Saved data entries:
------------------------------------------------

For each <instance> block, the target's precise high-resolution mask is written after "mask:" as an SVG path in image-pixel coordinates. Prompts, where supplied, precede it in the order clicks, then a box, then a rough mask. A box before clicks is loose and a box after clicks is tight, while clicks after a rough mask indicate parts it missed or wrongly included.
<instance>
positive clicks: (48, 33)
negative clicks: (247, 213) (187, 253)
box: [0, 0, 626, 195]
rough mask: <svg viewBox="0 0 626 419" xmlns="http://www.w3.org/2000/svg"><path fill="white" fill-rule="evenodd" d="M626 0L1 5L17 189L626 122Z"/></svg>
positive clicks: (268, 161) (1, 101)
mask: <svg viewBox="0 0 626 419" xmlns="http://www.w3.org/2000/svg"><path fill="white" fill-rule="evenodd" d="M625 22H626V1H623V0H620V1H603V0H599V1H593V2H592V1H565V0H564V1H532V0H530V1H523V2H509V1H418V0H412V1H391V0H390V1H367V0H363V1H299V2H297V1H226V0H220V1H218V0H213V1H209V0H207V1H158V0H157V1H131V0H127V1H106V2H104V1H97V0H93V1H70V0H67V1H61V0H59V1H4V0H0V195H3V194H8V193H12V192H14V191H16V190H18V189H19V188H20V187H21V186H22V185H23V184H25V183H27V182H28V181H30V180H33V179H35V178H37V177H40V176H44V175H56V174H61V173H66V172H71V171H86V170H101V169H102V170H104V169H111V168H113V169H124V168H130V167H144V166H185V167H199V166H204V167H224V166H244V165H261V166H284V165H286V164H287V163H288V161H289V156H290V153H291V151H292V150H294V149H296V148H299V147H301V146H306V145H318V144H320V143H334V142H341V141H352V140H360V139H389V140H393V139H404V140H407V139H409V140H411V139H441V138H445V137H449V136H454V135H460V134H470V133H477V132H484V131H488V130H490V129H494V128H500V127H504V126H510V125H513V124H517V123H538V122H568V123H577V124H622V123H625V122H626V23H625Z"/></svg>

------------------------------------------------

◆ What is needed: Could you retype exactly the lines above, starting at the line that contains "positive clicks: (48, 33)" and ending at the line that contains "rough mask: <svg", and nothing more?

◆ Reply:
positive clicks: (48, 33)
negative clicks: (247, 213) (187, 253)
box: [0, 0, 626, 195]
rough mask: <svg viewBox="0 0 626 419" xmlns="http://www.w3.org/2000/svg"><path fill="white" fill-rule="evenodd" d="M626 0L1 5L17 189L626 122Z"/></svg>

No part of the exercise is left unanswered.